■ **Short task A**
Output the machine learning formulae page below verbatim, from "Micro-average" to "Mutual Information (PMI)".

■ **Source excerpt**
Machine Learning

Recipes and Formulae

Probability

Basics

\[P(A_1\cap...\cap A_n) = P(A_1)P(A_2|A_1)P(A_3|A_2\cap A_1)...P(A_n|\cap_{i=1}^{n-1} A_i)\]

Bayes’ Rule

\[P(A|B) = \frac{P(A)P(B|A)}{P(B)}\]

Marginalisation

\[P(A) = \sum_{b\in\mathcal{B}}P(A,B=b) = \sum_{b\in\mathcal{B}}P(A|B=b)P(B=b)\]

\(P(A|C) = \sum_{b\in\mathcal{B}}P(A|C,B=b)P(B=b|C)\)

Expectation Value

\[E[f(x)] = \sum_{x\in X} f(x)Px)\]

Optimisation

Exact optimisation

Gradient Descent

\[\theta \leftarrow \theta - \eta\nabla f(\theta)\]

Distance - Categorical Features

Simple matching coefficient

\[d = \frac{m - k}{m}\]

Hamming

Jaccard

\[J = \frac{|A\cap B|}{|A\cup B|} = \frac{|A\cap B|}{|A|+|B|-|A\cap B|}\] \[d = 1-J\]

Distance - Numerical features

Manhattan - L1

\[d(x,y) = \sum_i |x_i - y_i|\]

Euclidean - L2

\[d(x,y) = \sum_i (x_i - y_i)^2\]

Cosine

\[\cos(a,b) = \frac{a \cdot b}{|a||b|}\] \[d(a,b) = 1-\cos(a,b)\]

Distance - Ordinal Features

Normalised Ranks

Evaluation

Accuracy

\[Acc = \frac{TP+TN}{TP+TN+FP+FN}\]

Error

\[E = 1-Acc\]

Precision

\[P = \frac{TP}{TP+FP}\]

Recall

\[R = \frac{TP}{TP+FN}\]

F-Score

\[F_\beta = \frac{(1+\beta)^2 PR}{\beta^2 P +R}\] \[F_1 = \frac{2PR}{P +R}\]

Macro-average

\[P_M = \frac{1}{c}\sum_i P_i\]

Micro-average

\[P_\mu = \frac{\sum_i TP_i}{\sum_i (TP_i+FP_i)}\]

Weighted Average

\[P_w = \sum_i \frac{P_in_i}{N}\]

Feature Selection

Pointwise Mutual Information (PMI)

■ **Short task B**
Tally how many lines of the listing below contain the string "banner", and reply with only that number.

■ **Input material**
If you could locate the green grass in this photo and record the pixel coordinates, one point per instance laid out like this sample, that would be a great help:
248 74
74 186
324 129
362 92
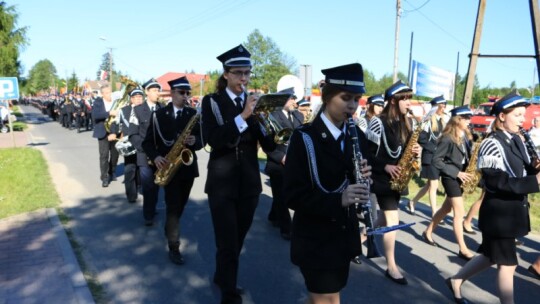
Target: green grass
25 182
26 185
417 183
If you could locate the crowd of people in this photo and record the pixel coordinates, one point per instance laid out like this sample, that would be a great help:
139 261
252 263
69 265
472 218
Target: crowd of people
326 169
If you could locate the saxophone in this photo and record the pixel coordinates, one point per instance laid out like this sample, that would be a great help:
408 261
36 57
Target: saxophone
178 155
470 186
129 85
409 162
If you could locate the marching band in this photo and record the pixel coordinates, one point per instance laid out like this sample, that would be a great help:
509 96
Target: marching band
325 172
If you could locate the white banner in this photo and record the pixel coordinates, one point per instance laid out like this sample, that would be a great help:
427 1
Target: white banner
431 81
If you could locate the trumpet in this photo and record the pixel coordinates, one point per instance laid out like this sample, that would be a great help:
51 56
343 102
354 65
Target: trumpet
266 104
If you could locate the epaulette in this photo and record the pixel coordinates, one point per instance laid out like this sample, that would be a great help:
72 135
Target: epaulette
491 154
374 130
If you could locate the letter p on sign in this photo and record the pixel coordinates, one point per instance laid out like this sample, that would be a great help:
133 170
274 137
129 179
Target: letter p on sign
9 88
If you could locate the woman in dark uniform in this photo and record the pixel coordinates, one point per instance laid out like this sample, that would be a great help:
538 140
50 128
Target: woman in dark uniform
388 136
319 186
451 159
508 178
428 140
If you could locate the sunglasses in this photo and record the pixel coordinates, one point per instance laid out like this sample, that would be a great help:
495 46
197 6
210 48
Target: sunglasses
182 92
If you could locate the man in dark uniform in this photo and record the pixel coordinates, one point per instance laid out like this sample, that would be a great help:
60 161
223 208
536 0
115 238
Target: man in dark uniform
108 156
137 131
167 128
70 111
130 161
233 184
286 117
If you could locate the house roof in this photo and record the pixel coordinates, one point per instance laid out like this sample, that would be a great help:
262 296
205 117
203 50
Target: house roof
192 78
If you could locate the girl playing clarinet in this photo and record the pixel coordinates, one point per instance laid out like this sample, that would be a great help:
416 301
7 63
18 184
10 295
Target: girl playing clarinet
320 187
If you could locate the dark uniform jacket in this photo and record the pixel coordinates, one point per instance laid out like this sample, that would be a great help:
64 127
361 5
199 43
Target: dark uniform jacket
428 141
324 235
233 168
154 146
273 163
379 154
99 115
449 156
505 209
137 131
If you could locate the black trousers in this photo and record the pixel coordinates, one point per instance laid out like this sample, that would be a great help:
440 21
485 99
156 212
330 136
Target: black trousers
279 211
150 191
231 219
130 177
108 158
176 198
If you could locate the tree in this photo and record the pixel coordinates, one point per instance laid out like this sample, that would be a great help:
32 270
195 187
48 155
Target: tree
12 41
42 78
73 83
269 63
105 66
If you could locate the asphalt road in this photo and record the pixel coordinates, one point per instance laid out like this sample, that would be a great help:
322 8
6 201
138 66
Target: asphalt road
130 260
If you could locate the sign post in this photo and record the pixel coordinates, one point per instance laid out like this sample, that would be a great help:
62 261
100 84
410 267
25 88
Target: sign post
9 89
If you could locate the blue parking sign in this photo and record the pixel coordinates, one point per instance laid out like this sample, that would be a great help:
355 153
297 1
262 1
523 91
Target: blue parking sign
9 88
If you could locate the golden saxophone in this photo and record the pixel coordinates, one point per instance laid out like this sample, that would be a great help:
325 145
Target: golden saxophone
178 155
129 85
469 186
409 162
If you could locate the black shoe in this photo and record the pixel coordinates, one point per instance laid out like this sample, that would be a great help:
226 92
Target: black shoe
432 243
238 290
356 260
176 257
401 281
457 300
463 256
534 272
468 231
148 223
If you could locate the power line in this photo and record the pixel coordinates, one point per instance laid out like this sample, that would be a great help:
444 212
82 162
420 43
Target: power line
414 10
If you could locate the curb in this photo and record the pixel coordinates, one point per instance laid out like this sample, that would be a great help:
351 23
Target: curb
71 267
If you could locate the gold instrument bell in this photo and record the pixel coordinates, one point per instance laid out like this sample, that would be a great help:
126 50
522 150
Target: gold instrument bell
263 112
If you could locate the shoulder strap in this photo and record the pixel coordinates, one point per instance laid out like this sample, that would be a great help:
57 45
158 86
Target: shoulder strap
312 163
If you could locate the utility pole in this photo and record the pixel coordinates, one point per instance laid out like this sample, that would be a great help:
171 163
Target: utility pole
396 45
410 58
474 52
110 69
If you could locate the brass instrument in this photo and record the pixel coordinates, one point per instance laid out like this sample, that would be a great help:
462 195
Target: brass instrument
129 85
529 144
265 106
469 186
409 162
178 155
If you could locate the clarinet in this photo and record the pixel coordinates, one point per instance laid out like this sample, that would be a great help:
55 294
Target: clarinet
360 179
365 209
529 144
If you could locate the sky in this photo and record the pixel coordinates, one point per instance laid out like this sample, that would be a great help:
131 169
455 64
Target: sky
151 38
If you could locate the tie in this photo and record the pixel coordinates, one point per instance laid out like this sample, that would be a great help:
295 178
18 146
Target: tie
521 147
238 101
340 140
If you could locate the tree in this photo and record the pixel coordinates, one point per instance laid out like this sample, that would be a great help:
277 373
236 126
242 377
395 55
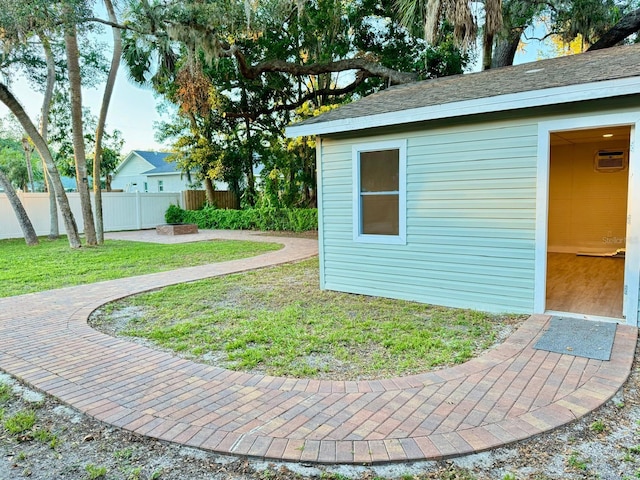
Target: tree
20 22
77 129
236 105
41 146
106 99
54 231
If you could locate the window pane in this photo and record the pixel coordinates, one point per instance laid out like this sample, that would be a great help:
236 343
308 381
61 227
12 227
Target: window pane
380 214
379 171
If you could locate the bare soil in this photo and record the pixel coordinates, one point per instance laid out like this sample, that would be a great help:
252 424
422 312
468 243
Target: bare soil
603 445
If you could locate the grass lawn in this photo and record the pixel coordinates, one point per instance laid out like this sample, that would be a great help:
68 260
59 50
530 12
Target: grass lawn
52 264
277 321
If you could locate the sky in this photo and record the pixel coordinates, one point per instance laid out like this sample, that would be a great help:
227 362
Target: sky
133 108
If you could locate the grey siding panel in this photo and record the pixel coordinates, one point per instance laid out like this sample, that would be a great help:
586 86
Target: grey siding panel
471 197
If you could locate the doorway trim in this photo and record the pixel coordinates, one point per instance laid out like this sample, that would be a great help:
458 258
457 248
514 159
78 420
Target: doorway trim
632 256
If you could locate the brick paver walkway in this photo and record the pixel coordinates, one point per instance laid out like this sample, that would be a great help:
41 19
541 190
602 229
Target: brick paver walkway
508 394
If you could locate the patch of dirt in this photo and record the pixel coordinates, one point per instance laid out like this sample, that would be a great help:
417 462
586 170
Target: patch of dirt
603 445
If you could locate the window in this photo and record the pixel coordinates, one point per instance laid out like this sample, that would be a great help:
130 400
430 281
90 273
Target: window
379 192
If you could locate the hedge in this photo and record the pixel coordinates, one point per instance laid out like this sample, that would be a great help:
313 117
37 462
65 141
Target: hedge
276 219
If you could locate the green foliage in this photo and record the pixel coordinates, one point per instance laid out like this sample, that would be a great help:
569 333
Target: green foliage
576 462
228 122
94 472
174 214
52 264
266 219
20 422
5 393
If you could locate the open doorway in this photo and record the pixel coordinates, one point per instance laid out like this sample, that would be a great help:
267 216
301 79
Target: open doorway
587 221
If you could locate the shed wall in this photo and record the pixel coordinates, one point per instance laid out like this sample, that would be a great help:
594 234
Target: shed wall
471 198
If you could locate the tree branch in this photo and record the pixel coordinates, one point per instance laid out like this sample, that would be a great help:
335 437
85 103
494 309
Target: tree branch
334 92
627 25
372 68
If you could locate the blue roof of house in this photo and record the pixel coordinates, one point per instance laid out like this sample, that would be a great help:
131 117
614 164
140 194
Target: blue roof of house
159 162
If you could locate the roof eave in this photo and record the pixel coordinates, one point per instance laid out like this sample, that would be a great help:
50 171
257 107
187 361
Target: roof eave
499 103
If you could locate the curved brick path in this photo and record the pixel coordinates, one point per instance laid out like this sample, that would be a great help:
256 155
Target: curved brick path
508 394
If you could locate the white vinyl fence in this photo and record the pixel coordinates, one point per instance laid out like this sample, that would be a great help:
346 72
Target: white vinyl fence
120 211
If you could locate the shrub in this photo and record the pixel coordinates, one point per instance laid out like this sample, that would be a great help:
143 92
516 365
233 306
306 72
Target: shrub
265 218
174 214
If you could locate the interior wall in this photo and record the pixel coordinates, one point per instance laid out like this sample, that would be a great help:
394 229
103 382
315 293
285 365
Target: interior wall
587 209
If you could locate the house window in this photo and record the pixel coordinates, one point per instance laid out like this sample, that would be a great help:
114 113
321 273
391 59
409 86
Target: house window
380 192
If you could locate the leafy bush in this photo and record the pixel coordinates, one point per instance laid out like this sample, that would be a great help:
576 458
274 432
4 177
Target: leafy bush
265 218
174 214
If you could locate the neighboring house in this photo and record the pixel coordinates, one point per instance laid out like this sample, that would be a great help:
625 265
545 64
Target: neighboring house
143 171
497 190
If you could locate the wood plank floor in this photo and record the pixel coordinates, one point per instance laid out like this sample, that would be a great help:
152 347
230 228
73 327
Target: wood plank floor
587 285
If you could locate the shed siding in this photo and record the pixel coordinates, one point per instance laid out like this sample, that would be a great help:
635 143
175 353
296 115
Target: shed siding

■ **Answer A**
Micro-average

\[P_\mu = \frac{\sum_i TP_i}{\sum_i (TP_i+FP_i)}\]

Weighted Average

\[P_w = \sum_i \frac{P_in_i}{N}\]

Feature Selection

Pointwise Mutual Information (PMI)

■ **Answer B**
2